=== Work to complete ===
From the items below, extract each line that contains the string "outline".

-- BEGIN Available data --

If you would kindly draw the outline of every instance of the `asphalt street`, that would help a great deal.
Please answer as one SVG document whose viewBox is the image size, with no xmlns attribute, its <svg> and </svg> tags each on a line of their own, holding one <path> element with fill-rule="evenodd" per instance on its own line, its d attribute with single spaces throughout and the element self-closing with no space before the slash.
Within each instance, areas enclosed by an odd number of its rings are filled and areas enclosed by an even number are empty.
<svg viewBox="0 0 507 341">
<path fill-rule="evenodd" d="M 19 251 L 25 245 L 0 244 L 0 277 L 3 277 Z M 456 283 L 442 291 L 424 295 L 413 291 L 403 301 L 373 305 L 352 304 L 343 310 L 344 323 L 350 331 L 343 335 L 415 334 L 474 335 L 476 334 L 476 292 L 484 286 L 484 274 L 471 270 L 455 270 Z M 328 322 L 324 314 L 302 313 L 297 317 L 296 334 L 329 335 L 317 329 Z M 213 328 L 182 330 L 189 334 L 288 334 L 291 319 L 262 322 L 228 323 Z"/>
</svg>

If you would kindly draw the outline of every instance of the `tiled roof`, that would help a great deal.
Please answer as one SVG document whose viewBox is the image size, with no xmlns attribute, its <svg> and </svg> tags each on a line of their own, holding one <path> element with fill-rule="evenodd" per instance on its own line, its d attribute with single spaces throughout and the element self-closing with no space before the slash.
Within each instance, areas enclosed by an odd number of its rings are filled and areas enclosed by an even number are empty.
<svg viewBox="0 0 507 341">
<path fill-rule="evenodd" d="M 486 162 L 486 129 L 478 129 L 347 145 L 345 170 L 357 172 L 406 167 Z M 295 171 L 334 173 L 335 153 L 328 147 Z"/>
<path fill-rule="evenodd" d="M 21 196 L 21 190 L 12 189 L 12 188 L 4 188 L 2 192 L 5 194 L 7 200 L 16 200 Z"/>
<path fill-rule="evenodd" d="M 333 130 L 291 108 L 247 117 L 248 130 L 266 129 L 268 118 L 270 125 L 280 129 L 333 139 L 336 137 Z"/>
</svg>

-- END Available data --
-- BEGIN Available data --

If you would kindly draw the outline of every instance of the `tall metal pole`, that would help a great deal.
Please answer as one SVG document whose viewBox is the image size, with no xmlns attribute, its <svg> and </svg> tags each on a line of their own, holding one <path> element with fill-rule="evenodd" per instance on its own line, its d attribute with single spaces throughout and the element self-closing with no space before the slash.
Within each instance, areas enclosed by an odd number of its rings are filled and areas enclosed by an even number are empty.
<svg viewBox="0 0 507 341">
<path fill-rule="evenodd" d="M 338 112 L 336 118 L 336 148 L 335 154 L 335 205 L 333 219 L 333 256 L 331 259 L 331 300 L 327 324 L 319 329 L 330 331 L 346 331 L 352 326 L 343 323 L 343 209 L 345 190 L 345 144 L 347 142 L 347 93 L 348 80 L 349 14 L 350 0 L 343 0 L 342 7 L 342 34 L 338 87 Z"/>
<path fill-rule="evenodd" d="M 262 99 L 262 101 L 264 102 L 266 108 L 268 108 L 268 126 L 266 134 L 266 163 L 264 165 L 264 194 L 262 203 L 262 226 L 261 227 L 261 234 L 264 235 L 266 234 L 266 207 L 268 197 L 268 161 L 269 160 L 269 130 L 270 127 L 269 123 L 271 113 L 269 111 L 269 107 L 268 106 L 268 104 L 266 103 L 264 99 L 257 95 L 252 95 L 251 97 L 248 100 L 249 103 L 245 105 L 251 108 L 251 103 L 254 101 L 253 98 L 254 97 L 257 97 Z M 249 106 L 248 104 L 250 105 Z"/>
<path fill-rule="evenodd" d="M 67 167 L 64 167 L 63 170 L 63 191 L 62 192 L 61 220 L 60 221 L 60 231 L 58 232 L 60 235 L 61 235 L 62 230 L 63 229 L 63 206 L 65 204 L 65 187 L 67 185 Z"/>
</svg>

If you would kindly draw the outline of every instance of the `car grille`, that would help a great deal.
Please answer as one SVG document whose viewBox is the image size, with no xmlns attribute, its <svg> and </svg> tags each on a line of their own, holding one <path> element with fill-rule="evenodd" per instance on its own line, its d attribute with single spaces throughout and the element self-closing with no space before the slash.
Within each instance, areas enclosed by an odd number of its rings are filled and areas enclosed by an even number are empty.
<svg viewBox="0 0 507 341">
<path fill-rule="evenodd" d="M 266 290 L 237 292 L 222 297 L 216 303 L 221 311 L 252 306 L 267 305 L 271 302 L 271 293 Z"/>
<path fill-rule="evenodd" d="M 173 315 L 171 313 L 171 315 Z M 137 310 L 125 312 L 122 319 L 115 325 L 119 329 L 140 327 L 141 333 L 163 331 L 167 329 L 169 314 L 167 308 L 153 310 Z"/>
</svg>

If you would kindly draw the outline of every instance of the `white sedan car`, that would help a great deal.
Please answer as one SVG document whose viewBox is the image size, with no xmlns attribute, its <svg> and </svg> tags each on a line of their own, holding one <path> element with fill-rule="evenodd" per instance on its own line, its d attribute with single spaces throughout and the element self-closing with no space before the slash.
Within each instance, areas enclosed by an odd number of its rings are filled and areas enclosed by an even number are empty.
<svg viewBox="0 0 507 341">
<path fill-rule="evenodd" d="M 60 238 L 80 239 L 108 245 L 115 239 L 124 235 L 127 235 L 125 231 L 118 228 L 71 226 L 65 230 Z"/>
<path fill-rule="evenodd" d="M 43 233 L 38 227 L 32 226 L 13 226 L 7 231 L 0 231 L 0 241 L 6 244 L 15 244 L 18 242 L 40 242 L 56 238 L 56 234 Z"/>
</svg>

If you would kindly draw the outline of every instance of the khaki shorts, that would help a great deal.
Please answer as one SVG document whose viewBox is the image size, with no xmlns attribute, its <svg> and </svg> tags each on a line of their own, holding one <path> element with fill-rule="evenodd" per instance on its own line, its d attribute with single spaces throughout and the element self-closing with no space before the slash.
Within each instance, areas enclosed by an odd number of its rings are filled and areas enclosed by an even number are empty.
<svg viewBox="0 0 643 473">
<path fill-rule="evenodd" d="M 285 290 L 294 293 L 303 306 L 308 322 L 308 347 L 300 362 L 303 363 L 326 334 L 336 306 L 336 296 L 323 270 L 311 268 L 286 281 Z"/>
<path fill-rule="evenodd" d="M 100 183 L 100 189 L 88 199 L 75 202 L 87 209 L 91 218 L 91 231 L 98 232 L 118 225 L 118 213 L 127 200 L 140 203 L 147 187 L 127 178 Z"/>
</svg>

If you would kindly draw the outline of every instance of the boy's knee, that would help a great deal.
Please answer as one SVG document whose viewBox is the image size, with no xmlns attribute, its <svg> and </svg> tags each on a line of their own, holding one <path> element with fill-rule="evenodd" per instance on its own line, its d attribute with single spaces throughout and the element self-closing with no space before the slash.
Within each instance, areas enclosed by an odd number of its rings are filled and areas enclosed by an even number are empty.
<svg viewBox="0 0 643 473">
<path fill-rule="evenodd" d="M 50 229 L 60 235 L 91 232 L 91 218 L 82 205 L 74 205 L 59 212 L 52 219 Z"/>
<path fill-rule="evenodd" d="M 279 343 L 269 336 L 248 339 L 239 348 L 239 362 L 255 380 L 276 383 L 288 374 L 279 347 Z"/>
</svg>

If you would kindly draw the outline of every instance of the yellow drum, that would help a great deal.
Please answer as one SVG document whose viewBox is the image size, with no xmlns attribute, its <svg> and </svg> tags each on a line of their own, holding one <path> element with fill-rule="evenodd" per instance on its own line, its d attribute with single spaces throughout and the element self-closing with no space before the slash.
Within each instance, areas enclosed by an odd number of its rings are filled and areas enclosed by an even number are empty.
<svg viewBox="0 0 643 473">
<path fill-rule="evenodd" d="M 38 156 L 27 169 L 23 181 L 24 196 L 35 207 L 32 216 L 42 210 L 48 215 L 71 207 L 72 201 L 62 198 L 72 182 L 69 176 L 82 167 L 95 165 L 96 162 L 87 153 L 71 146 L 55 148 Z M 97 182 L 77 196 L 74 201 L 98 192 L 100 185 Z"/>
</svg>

-- END Available data --

=== Task response ===
If you would kindly draw the outline of every instance of the `asphalt street`, that would help a great deal.
If you would kindly draw the outline of every instance of the `tiled roof`, that would help a great deal.
If you would kindly draw the outline of every instance of the `tall metal pole`, that would help a great deal.
If you would kindly draw the outline of every instance of the `car grille`, that would help a great deal.
If you would kindly draw the outline of every instance of the `white sedan car`, that would help a great deal.
If you would kindly draw the outline of every instance of the khaki shorts, that would help a great deal.
If you would kindly draw the outline of every instance of the boy's knee, that would help a great deal.
If you would kindly draw the outline of every instance of the yellow drum, that would help a great deal.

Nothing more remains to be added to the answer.